RECORDS PROVIDED
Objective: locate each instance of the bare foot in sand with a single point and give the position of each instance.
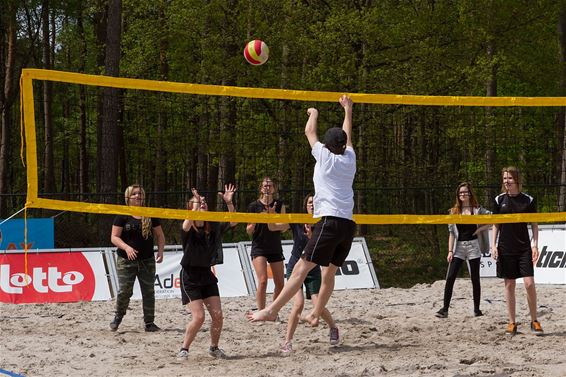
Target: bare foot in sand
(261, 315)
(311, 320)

---

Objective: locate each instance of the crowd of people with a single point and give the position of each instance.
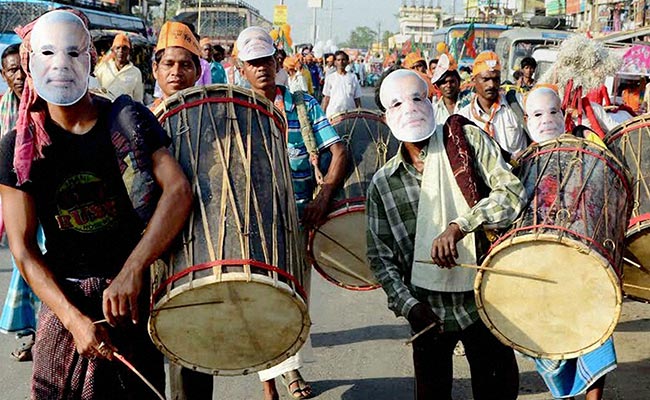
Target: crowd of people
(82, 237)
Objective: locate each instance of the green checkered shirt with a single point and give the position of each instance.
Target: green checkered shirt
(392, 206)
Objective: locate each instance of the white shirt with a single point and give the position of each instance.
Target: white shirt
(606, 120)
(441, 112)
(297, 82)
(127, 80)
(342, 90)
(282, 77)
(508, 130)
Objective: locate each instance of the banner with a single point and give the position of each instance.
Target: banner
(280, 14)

REQUIREMENT
How many lines in the records above hold the word "position"? Give only the number.

EXERCISE RESULT
5